▶ [OBJECTIVE]
Please pull out every line of the entries below that contains the word "sandstone", and copy each of those lines unchanged.

[BEGIN DATA SUPPLIED]

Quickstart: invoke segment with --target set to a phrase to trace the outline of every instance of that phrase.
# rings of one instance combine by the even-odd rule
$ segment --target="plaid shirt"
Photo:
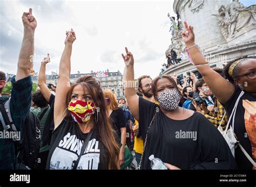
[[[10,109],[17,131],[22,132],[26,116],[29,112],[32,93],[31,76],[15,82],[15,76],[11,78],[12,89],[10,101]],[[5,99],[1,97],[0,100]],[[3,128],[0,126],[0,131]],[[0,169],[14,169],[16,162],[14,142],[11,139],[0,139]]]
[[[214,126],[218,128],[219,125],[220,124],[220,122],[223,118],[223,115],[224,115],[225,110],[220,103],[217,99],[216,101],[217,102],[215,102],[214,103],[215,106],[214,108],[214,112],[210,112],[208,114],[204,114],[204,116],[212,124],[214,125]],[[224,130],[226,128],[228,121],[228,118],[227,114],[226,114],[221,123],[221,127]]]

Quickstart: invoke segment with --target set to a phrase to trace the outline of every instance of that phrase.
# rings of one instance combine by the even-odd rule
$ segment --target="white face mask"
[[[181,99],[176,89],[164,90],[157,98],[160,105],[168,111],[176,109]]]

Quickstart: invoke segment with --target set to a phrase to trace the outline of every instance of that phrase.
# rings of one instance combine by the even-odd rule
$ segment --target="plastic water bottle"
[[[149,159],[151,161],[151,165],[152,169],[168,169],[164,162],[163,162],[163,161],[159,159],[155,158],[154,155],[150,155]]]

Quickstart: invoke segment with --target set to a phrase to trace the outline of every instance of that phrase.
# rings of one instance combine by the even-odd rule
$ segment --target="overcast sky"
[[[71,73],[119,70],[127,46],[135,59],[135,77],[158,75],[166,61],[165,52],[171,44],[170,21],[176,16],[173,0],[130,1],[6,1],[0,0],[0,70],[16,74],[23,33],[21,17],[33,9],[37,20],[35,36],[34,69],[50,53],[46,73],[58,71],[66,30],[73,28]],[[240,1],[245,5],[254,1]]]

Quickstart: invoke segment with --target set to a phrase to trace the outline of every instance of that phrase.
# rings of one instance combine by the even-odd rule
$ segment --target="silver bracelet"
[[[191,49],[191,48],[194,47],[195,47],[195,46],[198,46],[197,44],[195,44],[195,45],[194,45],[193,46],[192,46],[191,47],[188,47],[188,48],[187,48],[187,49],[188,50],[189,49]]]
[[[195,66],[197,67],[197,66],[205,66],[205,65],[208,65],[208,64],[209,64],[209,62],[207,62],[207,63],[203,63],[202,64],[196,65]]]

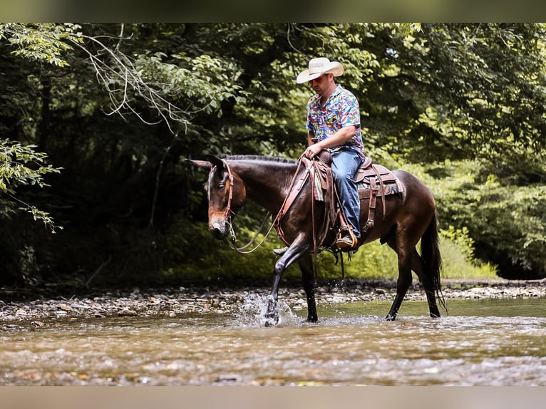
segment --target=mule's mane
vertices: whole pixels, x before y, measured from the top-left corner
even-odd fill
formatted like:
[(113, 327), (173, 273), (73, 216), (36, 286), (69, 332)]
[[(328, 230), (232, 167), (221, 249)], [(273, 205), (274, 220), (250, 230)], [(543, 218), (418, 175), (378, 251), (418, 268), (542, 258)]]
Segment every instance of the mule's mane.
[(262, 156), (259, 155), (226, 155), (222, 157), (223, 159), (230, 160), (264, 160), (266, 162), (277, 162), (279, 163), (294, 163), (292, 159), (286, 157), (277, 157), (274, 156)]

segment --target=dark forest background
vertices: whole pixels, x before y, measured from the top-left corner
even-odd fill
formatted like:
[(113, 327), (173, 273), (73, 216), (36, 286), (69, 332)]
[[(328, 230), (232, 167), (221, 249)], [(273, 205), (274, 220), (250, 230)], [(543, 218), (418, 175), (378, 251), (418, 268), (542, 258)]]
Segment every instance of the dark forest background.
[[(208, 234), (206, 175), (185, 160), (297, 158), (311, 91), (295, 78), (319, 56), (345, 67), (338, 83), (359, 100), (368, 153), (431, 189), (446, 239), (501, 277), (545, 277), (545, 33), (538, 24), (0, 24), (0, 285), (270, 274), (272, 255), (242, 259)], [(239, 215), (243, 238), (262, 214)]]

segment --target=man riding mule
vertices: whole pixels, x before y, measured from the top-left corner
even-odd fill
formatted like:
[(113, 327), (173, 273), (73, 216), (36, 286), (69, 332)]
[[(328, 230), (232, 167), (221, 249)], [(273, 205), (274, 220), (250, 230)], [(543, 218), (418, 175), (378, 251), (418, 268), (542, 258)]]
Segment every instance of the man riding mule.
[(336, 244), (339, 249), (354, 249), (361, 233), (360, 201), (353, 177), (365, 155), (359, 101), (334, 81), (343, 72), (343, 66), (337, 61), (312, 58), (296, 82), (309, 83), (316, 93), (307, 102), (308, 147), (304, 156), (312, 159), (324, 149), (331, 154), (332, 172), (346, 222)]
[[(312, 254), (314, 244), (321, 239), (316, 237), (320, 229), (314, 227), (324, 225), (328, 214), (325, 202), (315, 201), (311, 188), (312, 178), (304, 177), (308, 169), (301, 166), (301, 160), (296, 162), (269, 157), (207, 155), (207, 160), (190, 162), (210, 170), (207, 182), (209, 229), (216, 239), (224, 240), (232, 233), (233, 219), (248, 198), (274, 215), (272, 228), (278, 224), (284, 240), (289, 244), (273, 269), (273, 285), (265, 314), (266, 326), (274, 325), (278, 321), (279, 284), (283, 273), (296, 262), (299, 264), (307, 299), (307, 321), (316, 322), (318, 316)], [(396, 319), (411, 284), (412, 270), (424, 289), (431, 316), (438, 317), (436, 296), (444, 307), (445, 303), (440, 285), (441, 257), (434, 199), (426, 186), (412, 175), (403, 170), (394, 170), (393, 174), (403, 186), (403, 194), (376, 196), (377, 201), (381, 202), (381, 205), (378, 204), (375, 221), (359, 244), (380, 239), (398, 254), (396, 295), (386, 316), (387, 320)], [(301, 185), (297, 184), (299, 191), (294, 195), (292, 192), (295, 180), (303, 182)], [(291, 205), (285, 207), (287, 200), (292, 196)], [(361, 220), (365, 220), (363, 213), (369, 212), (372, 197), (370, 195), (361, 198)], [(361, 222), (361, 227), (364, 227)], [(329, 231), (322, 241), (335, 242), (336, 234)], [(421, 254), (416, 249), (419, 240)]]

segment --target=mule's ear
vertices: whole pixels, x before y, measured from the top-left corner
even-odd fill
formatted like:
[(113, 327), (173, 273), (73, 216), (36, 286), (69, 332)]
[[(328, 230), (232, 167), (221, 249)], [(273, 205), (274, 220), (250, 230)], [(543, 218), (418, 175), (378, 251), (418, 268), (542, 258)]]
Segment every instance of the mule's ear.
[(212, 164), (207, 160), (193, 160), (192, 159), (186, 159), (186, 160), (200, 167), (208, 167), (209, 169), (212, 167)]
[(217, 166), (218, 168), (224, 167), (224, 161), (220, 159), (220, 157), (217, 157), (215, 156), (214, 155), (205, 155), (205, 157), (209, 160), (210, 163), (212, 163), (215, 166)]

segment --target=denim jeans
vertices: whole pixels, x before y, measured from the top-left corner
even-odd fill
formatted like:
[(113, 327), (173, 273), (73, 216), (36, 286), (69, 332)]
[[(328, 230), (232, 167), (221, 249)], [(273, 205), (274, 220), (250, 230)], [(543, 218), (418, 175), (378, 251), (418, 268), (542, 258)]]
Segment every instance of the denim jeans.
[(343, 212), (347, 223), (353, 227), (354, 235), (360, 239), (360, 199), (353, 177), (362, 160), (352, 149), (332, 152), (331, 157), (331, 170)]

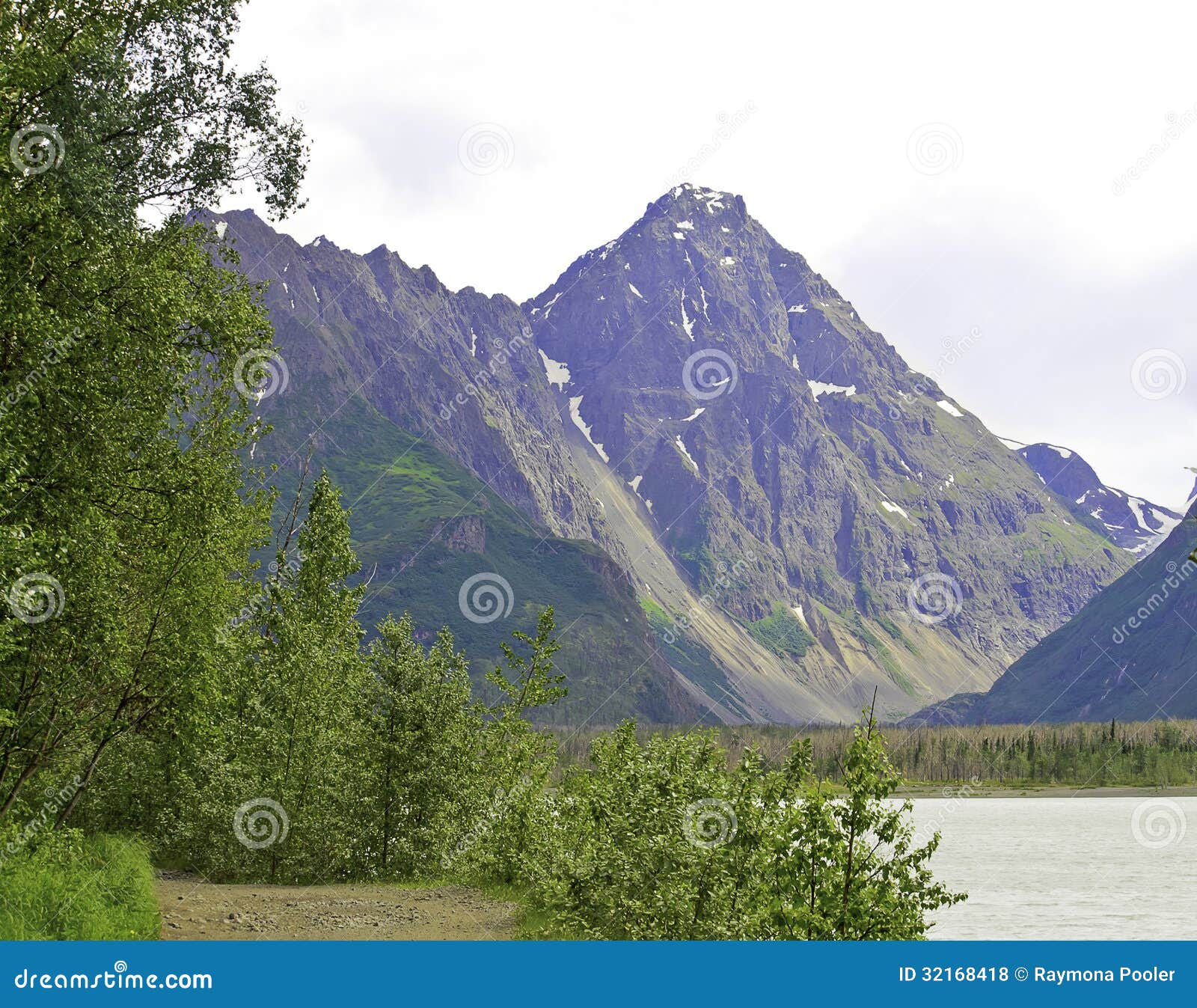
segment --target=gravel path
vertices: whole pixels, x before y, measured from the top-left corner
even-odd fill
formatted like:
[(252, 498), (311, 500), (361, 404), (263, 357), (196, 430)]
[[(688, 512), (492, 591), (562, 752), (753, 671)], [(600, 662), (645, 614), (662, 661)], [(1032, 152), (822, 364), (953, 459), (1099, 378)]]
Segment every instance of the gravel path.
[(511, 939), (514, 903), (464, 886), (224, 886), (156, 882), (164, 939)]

[END DATA SUPPLIED]
[BEGIN DATA SUPPLIED]

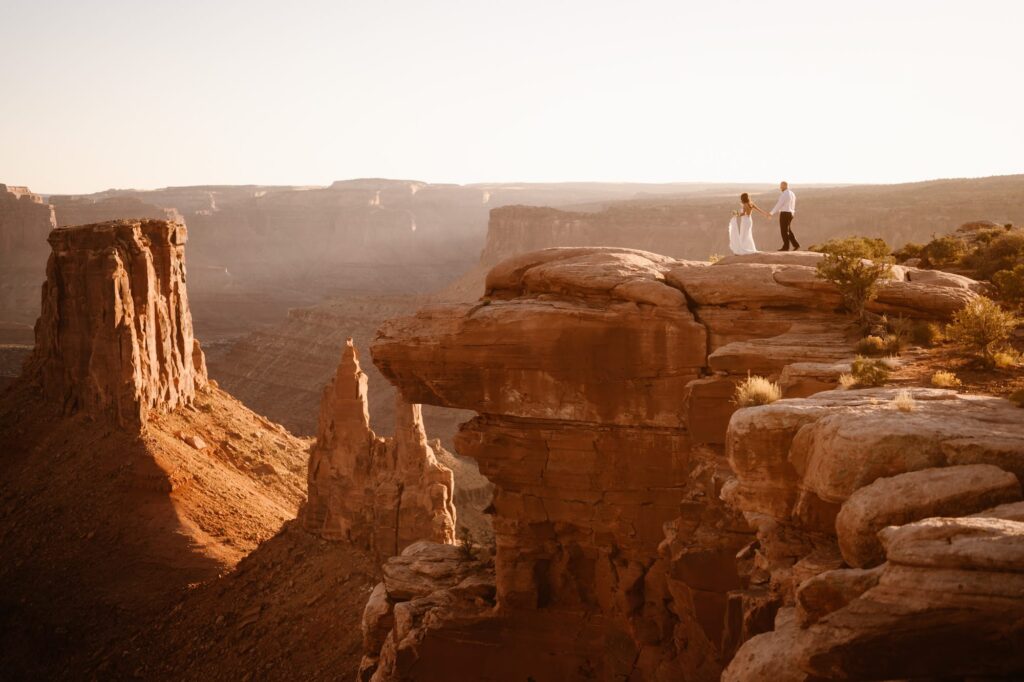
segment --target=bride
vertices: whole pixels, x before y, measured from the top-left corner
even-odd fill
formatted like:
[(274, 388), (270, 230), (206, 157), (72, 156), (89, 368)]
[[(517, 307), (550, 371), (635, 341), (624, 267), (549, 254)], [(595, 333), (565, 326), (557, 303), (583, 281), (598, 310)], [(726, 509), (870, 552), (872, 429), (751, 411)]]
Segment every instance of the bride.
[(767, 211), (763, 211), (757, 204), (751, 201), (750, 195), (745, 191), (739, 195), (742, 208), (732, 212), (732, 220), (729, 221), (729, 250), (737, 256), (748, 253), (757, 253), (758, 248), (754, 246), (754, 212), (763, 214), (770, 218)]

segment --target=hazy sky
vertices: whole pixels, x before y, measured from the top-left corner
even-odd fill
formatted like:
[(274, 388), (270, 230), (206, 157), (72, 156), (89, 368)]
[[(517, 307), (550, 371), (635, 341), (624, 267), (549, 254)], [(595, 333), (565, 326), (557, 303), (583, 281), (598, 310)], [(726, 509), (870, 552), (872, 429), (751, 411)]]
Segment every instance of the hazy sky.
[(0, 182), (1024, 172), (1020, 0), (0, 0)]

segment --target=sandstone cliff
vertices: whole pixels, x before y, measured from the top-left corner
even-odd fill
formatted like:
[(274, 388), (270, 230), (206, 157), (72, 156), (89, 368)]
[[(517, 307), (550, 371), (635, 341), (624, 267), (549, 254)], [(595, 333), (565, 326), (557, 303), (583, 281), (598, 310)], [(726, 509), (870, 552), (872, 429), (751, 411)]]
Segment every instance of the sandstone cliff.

[END DATA SUPPLIED]
[BEGIN DATA SUPPLIED]

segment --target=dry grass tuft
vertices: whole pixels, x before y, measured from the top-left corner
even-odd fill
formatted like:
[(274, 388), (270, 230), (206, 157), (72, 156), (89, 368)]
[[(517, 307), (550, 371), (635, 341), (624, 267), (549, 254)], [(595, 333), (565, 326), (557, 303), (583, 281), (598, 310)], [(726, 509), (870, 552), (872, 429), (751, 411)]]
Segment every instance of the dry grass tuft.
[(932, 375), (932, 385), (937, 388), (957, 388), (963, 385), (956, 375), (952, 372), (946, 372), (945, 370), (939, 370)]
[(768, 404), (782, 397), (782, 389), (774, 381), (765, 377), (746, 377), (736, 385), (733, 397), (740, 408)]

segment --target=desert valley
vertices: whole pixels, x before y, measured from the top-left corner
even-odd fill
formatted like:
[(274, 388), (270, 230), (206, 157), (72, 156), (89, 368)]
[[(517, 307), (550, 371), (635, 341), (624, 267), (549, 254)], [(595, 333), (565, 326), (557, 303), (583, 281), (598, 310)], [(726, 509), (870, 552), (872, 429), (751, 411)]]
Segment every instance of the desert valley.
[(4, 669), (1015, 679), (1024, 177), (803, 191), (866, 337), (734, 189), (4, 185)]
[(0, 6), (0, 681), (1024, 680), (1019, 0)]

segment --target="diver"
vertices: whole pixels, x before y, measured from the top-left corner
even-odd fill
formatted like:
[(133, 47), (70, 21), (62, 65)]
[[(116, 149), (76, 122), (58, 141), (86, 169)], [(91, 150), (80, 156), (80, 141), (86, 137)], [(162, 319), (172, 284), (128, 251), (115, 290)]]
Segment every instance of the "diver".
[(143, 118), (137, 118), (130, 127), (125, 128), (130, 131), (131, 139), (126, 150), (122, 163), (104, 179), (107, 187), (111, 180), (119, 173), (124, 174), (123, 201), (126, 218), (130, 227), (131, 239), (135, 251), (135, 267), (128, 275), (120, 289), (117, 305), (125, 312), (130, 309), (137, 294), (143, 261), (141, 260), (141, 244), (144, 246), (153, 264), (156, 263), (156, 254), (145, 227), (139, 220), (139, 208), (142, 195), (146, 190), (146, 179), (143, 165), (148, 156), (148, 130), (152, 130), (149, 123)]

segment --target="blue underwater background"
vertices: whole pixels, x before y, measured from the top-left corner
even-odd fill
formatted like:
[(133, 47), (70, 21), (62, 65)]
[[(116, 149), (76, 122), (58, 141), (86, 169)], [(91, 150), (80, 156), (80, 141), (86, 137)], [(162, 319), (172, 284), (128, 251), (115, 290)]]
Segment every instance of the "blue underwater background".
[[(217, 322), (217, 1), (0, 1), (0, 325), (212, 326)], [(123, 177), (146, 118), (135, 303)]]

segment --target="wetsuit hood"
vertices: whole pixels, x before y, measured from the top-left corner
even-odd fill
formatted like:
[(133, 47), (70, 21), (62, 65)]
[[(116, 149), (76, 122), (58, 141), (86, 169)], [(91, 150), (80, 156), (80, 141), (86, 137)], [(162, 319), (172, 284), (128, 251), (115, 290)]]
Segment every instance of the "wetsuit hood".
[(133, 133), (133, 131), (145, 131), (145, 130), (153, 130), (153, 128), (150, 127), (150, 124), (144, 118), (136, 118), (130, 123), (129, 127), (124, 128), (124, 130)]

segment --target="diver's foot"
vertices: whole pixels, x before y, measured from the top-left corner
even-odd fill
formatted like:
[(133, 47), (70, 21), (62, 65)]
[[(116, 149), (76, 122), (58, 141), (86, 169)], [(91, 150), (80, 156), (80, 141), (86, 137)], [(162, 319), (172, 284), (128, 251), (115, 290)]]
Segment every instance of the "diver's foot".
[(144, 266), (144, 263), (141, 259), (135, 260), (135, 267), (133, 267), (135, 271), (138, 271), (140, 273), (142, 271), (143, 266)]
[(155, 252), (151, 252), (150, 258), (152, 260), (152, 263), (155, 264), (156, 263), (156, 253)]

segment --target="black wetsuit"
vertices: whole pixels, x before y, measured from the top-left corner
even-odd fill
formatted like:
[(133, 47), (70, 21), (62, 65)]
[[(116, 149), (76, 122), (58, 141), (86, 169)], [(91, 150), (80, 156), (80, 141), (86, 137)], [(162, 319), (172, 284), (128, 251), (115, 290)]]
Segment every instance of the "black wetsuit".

[END DATA SUPPLIED]

▶ [RIGHT ANSWER]
segment --target=sandstone cliff
Segment every instance of the sandstone cliff.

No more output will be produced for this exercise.